Source data →

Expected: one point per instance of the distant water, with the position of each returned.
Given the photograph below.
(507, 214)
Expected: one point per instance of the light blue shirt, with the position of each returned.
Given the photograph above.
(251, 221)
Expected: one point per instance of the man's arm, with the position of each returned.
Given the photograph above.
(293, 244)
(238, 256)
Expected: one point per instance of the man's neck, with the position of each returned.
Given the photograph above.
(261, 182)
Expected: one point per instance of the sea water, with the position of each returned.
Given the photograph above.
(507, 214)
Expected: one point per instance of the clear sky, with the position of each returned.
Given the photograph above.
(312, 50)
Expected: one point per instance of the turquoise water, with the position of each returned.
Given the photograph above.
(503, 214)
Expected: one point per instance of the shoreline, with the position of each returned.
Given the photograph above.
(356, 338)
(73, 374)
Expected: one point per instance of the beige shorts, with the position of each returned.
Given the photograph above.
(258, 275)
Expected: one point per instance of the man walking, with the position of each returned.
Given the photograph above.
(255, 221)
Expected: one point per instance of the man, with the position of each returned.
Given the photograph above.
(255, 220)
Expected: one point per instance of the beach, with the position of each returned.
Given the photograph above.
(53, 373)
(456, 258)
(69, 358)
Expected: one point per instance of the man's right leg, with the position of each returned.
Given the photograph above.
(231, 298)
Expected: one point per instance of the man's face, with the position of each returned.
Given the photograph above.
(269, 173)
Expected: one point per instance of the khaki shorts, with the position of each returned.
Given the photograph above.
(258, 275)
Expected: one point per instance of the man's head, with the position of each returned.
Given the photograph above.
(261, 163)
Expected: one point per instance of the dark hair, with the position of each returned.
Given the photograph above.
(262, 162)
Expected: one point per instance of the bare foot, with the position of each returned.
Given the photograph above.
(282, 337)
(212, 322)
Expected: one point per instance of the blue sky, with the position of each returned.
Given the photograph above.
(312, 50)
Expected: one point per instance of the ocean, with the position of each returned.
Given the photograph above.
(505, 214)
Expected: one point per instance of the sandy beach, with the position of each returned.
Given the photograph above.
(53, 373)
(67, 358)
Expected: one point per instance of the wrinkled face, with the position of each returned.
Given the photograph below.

Your objective →
Exactly as they stand in the records above, print the lines from the one containing "Expected: one point per instance of the sandy" through the final line, inclusive.

Solution →
Expected: one point per instance of the sandy beach, with the position of each returned.
Given the photograph above.
(53, 373)
(67, 358)
Expected: one point per instance of the wrinkled face, with the position of each returned.
Given the photograph below.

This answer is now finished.